(Entries from a dataset)
(begin)
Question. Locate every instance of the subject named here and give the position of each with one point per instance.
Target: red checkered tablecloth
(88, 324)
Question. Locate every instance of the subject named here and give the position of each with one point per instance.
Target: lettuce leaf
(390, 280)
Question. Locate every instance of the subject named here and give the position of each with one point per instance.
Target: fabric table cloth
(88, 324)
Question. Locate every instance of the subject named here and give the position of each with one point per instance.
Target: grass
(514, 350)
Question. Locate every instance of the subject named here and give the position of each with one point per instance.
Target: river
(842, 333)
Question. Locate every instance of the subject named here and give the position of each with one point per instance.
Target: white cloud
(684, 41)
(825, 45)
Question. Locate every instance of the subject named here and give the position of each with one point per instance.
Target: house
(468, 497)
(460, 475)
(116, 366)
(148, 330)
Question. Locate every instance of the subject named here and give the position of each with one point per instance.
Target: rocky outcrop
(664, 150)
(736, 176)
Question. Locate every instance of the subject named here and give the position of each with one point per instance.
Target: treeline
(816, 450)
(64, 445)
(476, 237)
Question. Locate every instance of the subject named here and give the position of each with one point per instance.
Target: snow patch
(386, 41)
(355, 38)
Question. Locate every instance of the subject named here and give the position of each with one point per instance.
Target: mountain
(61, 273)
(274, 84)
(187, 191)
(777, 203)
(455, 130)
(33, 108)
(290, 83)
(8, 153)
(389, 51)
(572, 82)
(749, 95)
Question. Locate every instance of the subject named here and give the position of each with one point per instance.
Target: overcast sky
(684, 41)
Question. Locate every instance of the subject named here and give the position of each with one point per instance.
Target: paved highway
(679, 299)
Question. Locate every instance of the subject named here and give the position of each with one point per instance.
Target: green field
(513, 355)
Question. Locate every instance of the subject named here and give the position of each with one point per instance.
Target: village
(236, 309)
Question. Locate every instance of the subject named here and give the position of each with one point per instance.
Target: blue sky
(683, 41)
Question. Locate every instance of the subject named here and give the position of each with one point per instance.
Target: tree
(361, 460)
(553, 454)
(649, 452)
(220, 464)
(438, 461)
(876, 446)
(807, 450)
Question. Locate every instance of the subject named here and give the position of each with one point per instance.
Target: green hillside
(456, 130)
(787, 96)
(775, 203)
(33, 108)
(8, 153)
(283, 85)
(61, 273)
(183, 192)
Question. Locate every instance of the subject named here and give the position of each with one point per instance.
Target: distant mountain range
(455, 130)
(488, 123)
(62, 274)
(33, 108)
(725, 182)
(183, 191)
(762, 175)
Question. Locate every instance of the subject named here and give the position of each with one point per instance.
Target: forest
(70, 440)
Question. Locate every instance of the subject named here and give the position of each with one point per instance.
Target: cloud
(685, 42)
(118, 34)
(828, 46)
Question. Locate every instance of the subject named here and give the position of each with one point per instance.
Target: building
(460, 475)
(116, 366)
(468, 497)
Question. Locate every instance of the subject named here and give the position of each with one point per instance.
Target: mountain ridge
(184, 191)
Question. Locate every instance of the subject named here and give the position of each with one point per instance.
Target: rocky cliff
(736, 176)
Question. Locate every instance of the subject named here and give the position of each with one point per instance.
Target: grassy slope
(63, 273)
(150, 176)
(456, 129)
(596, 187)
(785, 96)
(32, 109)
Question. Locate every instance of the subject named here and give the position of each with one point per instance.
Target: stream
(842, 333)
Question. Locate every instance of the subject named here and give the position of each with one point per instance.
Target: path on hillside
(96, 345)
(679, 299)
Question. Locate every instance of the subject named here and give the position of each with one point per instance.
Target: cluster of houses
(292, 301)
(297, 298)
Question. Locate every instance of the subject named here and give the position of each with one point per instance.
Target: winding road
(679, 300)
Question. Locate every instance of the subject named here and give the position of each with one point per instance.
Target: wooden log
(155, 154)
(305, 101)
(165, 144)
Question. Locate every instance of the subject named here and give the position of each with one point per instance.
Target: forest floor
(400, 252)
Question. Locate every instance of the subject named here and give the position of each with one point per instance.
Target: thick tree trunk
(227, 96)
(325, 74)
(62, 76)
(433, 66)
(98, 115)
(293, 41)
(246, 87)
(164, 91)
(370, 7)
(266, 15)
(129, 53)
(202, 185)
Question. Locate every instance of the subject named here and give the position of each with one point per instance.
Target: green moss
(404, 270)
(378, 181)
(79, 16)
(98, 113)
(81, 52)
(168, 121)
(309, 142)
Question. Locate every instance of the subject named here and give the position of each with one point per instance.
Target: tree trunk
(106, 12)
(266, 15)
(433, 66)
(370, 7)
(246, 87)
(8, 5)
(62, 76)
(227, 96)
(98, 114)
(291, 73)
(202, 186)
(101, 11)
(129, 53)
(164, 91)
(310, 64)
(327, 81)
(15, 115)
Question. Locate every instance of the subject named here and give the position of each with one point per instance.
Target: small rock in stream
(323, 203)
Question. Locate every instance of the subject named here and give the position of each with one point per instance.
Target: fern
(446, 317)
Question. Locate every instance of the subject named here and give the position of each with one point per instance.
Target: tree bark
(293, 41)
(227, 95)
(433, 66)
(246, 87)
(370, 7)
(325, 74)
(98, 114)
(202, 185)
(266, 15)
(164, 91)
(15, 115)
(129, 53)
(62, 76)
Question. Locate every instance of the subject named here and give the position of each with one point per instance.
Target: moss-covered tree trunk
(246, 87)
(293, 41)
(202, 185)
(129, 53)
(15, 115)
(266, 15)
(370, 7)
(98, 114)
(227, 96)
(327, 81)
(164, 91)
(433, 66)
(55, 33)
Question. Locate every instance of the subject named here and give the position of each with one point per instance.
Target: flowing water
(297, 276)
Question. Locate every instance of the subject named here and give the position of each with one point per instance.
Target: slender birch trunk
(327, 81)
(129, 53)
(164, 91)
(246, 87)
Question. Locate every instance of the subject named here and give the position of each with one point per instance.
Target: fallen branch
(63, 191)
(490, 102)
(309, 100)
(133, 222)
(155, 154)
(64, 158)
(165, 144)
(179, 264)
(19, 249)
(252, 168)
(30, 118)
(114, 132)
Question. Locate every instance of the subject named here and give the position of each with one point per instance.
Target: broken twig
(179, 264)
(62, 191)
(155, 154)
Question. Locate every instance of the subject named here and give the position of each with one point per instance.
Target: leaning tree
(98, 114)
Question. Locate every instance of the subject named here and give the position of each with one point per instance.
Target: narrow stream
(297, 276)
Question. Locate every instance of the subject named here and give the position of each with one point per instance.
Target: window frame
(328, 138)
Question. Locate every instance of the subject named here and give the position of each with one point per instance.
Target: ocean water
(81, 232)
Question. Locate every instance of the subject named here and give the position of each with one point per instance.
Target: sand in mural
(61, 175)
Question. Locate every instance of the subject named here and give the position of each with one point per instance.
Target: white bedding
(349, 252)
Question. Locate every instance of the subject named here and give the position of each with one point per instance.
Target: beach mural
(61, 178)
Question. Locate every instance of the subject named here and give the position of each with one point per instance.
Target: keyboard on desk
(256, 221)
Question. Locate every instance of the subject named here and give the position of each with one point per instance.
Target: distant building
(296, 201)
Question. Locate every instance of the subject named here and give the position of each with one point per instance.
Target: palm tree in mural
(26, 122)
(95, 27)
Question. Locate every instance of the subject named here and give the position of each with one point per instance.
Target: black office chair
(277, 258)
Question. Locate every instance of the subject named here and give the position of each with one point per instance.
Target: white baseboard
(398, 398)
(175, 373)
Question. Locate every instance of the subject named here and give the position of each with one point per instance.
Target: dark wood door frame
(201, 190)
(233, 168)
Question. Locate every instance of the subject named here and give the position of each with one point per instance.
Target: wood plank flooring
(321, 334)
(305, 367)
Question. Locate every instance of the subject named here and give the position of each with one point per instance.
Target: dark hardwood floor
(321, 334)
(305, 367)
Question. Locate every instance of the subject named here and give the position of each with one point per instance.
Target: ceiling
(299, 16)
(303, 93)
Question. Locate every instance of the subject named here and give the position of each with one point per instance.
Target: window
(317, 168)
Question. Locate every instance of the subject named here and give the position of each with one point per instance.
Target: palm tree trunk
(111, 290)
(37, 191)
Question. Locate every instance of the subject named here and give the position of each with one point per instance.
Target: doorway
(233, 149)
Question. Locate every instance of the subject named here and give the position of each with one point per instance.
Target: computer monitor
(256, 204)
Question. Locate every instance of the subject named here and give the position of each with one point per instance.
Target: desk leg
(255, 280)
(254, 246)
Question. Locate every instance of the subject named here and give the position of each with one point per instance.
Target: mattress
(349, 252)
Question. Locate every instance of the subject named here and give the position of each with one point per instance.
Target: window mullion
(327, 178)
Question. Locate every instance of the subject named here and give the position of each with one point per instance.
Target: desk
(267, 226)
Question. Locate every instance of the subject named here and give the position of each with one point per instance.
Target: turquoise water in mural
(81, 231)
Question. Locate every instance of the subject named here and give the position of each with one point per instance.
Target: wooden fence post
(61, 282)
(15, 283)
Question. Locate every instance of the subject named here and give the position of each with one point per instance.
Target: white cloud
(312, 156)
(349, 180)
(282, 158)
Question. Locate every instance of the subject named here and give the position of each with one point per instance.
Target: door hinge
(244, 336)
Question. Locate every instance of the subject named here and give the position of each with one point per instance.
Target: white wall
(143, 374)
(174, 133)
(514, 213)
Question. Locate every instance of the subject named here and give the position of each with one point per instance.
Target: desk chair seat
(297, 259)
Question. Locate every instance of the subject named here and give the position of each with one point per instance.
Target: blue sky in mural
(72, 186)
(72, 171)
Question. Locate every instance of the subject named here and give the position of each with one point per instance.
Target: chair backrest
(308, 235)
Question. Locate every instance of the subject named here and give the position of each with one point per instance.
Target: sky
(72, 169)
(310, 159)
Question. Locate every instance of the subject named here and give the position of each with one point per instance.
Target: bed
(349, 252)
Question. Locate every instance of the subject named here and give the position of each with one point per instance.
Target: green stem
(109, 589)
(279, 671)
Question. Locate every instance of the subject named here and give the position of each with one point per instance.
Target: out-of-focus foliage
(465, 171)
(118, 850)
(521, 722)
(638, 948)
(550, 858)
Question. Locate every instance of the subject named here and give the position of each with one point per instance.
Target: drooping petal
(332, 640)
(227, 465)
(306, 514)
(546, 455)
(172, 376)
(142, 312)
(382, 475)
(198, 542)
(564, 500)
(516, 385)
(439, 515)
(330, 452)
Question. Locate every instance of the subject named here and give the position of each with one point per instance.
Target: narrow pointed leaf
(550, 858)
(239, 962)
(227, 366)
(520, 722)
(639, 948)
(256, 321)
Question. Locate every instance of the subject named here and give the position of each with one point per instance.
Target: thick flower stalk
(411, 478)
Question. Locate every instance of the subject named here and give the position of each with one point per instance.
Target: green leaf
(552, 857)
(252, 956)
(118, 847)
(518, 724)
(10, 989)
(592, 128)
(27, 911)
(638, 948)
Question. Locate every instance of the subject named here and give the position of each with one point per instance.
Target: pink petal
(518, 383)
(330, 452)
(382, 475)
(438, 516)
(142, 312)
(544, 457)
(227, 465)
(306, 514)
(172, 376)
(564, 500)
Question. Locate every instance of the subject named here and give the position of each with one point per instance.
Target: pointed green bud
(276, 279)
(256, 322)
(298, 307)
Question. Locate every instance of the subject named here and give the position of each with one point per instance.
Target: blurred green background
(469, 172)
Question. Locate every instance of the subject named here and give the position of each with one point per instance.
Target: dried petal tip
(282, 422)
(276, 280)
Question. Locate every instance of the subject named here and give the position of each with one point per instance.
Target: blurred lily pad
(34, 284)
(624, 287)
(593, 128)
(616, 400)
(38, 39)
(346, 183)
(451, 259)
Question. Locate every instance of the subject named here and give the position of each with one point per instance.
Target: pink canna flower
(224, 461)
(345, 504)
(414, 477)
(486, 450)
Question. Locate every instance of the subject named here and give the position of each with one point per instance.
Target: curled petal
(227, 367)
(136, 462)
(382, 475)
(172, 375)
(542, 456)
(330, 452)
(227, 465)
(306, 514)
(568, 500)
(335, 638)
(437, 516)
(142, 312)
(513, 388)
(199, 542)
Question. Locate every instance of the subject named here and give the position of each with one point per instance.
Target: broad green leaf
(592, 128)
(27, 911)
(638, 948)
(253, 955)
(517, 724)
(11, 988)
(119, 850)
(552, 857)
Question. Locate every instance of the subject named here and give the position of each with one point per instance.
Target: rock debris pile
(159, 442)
(end)
Select and copy every line above that contains the word "leaf", matching case exactly.

Target: lettuce leaf
Target: narrow pointed leaf
Target: green leaf
Target: broad green leaf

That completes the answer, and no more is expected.